### PROBLEM DETAILS
Send back every line of the data exactly.
BEGIN
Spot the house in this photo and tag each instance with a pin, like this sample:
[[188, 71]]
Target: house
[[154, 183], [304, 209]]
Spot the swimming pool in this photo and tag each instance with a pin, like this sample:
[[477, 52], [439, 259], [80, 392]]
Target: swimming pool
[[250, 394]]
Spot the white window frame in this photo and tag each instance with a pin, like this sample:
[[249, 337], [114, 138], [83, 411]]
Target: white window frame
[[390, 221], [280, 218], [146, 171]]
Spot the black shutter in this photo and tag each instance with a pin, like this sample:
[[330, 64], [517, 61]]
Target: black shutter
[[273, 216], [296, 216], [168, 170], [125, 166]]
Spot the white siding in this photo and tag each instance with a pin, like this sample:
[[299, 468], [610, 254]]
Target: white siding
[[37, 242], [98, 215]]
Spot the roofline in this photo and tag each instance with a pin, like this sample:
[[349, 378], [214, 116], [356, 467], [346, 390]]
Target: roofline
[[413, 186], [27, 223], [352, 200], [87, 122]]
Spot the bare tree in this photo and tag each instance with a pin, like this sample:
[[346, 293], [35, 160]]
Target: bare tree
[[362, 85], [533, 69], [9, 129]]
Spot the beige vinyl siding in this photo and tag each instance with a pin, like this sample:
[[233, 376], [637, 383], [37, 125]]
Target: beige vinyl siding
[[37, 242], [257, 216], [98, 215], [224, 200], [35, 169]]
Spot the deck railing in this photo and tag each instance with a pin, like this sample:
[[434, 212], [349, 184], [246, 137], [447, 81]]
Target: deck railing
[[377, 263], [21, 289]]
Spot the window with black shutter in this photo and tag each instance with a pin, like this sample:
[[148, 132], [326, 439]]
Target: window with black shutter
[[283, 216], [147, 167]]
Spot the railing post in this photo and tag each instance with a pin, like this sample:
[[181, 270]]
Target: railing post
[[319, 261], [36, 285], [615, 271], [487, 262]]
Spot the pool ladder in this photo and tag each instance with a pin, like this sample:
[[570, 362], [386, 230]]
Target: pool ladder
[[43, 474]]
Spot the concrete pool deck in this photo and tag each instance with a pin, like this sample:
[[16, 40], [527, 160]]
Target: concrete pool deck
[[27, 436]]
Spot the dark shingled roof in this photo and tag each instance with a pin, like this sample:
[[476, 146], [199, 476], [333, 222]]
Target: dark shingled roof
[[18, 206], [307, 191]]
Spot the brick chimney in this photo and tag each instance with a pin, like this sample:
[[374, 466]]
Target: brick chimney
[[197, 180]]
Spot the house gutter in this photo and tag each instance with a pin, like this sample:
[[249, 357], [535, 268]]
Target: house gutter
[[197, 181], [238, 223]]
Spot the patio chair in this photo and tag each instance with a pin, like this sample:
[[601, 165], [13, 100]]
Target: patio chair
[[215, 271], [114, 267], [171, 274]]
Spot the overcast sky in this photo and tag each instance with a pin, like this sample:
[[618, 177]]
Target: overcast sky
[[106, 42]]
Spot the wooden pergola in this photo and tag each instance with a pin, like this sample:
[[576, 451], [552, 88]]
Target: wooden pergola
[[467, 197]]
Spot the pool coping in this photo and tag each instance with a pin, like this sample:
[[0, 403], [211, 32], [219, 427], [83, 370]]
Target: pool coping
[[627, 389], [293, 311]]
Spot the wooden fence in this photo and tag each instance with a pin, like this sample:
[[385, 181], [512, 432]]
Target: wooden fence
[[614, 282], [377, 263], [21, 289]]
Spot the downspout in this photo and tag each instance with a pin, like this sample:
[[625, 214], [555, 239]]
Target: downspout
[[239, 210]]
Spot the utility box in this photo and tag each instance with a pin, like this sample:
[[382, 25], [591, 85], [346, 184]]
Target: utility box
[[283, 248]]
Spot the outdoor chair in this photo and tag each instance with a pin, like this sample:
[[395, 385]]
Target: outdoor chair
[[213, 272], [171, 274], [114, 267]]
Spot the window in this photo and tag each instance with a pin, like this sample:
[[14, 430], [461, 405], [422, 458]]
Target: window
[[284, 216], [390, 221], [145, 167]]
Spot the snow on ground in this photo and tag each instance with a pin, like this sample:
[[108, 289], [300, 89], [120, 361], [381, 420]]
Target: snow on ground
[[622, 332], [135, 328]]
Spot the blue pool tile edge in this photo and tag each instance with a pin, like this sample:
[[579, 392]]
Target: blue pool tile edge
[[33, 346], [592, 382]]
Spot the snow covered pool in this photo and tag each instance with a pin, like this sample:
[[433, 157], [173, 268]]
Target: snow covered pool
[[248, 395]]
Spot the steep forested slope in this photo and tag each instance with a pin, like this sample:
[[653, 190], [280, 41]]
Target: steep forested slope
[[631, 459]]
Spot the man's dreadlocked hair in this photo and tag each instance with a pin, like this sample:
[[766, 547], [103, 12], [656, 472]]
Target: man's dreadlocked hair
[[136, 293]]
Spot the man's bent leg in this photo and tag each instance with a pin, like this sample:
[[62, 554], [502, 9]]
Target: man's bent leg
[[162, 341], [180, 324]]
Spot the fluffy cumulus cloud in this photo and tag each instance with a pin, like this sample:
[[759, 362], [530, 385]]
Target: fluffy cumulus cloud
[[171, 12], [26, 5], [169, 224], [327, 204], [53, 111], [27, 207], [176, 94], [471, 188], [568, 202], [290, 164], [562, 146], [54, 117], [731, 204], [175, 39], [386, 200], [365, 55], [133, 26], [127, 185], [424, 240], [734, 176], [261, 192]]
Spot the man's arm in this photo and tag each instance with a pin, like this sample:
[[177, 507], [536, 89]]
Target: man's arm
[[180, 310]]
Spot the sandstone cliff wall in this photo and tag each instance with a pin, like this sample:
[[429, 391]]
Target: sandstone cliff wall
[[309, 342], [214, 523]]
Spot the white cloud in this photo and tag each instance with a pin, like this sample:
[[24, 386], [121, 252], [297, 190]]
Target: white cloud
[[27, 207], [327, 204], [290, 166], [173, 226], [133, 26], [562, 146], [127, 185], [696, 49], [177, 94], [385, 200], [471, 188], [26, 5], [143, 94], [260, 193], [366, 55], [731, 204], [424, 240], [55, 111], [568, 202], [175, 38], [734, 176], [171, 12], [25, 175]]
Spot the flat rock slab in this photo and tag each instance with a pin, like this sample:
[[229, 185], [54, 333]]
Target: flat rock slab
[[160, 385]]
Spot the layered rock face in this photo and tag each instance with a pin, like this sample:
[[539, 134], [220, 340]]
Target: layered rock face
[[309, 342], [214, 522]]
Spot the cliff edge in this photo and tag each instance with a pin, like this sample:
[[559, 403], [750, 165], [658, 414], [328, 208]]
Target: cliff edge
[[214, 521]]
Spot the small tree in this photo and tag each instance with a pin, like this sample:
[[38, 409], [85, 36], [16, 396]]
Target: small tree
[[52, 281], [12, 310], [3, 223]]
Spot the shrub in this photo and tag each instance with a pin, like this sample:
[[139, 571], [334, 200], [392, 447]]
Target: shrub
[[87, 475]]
END
### SOLUTION TO THIS PROBLEM
Spot the house in this photo and tag each instance with a pin, like this sample:
[[188, 71]]
Target: house
[[154, 183], [304, 209]]
Spot the swimming pool in this photo and tag each instance with a pin, like this sample:
[[477, 52], [439, 259], [80, 392]]
Target: swimming pool
[[250, 394]]
Spot the white window frame in this photo and tag each instance with a pin, like this sample:
[[249, 337], [114, 138], [83, 411]]
Target: white window frame
[[390, 221], [280, 218], [146, 171]]
Spot the black shutter in this photo and tag each instance with a pin, like this sample:
[[330, 64], [517, 61]]
Target: black shutter
[[273, 216], [296, 216], [168, 170], [125, 166]]
Spot the white siding in this photo and tag each instance with a pin, like this sample:
[[299, 468], [610, 254]]
Target: white siding
[[37, 242], [98, 215]]
Spot the roofline in this photo and tag each instance with a pin, like this sample:
[[349, 378], [214, 116], [356, 467], [346, 390]]
Target: roofline
[[413, 186], [27, 223], [352, 200], [87, 122]]
Spot the bare tree in this photo and tag each instance with a pin, like this sample:
[[346, 293], [35, 160]]
Target: bare tree
[[362, 85], [533, 69], [9, 129]]
Spot the beige vinyl siding in this photo and tag each instance with a pin, like this sample:
[[233, 376], [637, 383], [37, 125]]
Target: beige vinyl siding
[[37, 242], [257, 216], [98, 215], [224, 200], [35, 169]]
Spot the deck railing in this photo and tag each instance with a pin, like this sample:
[[434, 212], [349, 184], [246, 137], [447, 81]]
Target: deck railing
[[377, 263], [21, 289]]
Spot the window with black shutter in this photo and tag each instance with a pin, like this sample:
[[148, 132], [326, 439]]
Target: window with black shutter
[[283, 216], [147, 167]]
Spot the railing post in this photo and tag each instance with a pin, like this sample:
[[181, 270]]
Target: railing post
[[319, 261], [36, 285], [615, 271], [487, 262]]
Spot the pool ladder in this photo and tag each instance with a pin, like this sample:
[[570, 362], [386, 230]]
Target: pool ladder
[[43, 474]]
Spot the concrete pool deck in this photo and tag each instance with a pin, like this sample:
[[16, 40], [527, 160]]
Target: concrete pool deck
[[27, 436]]
Spot the dark shingled roof in this photo and tag each instance with a pin, like this sample:
[[476, 146], [199, 476], [333, 222]]
Target: dark shingled roof
[[18, 206], [307, 191]]
Spot the brick chimney in this photo and tag each instance with a pin, like this sample:
[[374, 466]]
Target: brick chimney
[[197, 180]]
Spot the house gutter in this photo and tag each instance with a pin, like this sample:
[[249, 357], [535, 268]]
Target: house gutter
[[197, 181], [238, 223]]
Spot the patio chair in this photo and tag each instance with a pin, like this sample:
[[601, 165], [13, 100]]
Target: patio chair
[[215, 271], [114, 267], [171, 274]]
Spot the overcast sky in this photo and tag each instance with a pin, like this sample:
[[618, 177]]
Target: overcast sky
[[106, 42]]
Spot the wooden pergola in this photo and tag each instance with a pin, like this sample:
[[576, 451], [552, 88]]
Target: wooden pergola
[[467, 197]]
Spot the pool coping in this photo and tag each instance with a pin, like this sample:
[[0, 403], [211, 32], [219, 427], [83, 370]]
Target: pool coping
[[627, 389], [293, 311]]
Spot the wooden fence in this photo and tag each instance with a pin, like this sample:
[[385, 181], [512, 432]]
Target: wooden fence
[[614, 282], [377, 263], [21, 289]]
Spot the downspout in this photo and tag each instance with a pin, like this sample:
[[625, 214], [555, 239]]
Target: downspout
[[239, 210]]
Spot the utility box in this photo and tag each instance with a pin, like this sample:
[[382, 25], [591, 85], [346, 184]]
Target: utility box
[[283, 248]]
Spot the outdoor chair in this photo and tag each instance with a pin, like this sample:
[[395, 385]]
Target: outdoor chair
[[213, 272], [171, 274], [114, 267]]
Spot the window in this photo and tag each instance with a pin, like this sample:
[[14, 430], [461, 405], [422, 458]]
Target: window
[[284, 216], [390, 221], [145, 167]]
Spot the snow on ground in this photo and tag each instance with a pin, like this sample:
[[108, 289], [300, 89], [120, 361], [381, 420]]
Target: snow on ground
[[622, 332], [135, 328]]
Spot the blue pool tile edge in this photo and tag each instance with a pin, like this sample:
[[579, 392]]
Target: blue pool tile edge
[[33, 346], [592, 382]]
Spot the snow covered pool in this photo and tag each instance with a pin, like this sample:
[[433, 157], [173, 268]]
Target: snow covered pool
[[248, 395]]
Spot the steep forested slope in this photo and tag each instance with a pin, like this sample:
[[653, 190], [280, 41]]
Target: steep forested slope
[[631, 459]]
Spot the man's dreadlocked hair in this photo and tag each instance with a pin, like this sample:
[[766, 547], [103, 12], [656, 472]]
Target: man's dreadlocked hair
[[136, 293]]
Spot the man's bent leg in this photo and tag each instance with a pin, like this sample:
[[62, 554], [502, 9]]
Target: man's bent leg
[[162, 341], [180, 324]]
Spot the fluffy cumulus cloud in this photo and tag each instance with a pin, like this sample:
[[759, 362], [530, 385]]
Target: fluffy cumulus cloud
[[171, 12], [26, 5], [169, 224], [327, 204], [53, 111], [27, 207], [176, 94], [471, 188], [568, 202], [290, 164], [562, 146], [54, 117], [731, 204], [175, 39], [386, 200], [365, 55], [133, 26], [127, 185], [424, 240], [734, 176], [261, 192]]
Spot the man's arm in this photo and tag each instance with a pin, like this sample:
[[177, 507], [536, 89]]
Target: man's arm
[[180, 310]]
Spot the sandstone cliff wall in this photo and tag each instance with a pin, like this sample:
[[429, 391]]
Target: sandstone cliff wall
[[309, 342], [214, 523]]
Spot the white cloud in this photo and tag each instance with a pin, like this sample:
[[24, 386], [121, 252], [297, 190]]
Target: white cloud
[[27, 207], [327, 204], [290, 166], [173, 226], [133, 26], [562, 146], [127, 185], [696, 49], [177, 94], [385, 200], [471, 188], [26, 5], [143, 94], [260, 193], [366, 55], [731, 204], [424, 240], [55, 111], [568, 202], [175, 38], [734, 176], [171, 12], [25, 175]]
Spot the flat rock slab in this photo and tag each instance with a pin, like this sample:
[[229, 185], [54, 333]]
Target: flat rock slab
[[160, 385]]
Spot the layered rock face in this photo and tag each instance with a pin, like this sample:
[[539, 134], [220, 340]]
Target: layered rock face
[[309, 342], [214, 522]]
Spot the cliff edge in this photo and tag each instance with a pin, like this sample:
[[559, 403], [750, 165], [658, 414], [328, 208]]
Target: cliff edge
[[214, 521]]
Spot the small tree in this photo and tag each instance with a pin, like this sample:
[[38, 409], [85, 36], [16, 396]]
Target: small tree
[[52, 281], [12, 310], [3, 223]]
Spot the shrub in this photo and tag each instance with a pin, like this sample:
[[139, 571], [334, 200], [392, 447]]
Target: shrub
[[87, 475]]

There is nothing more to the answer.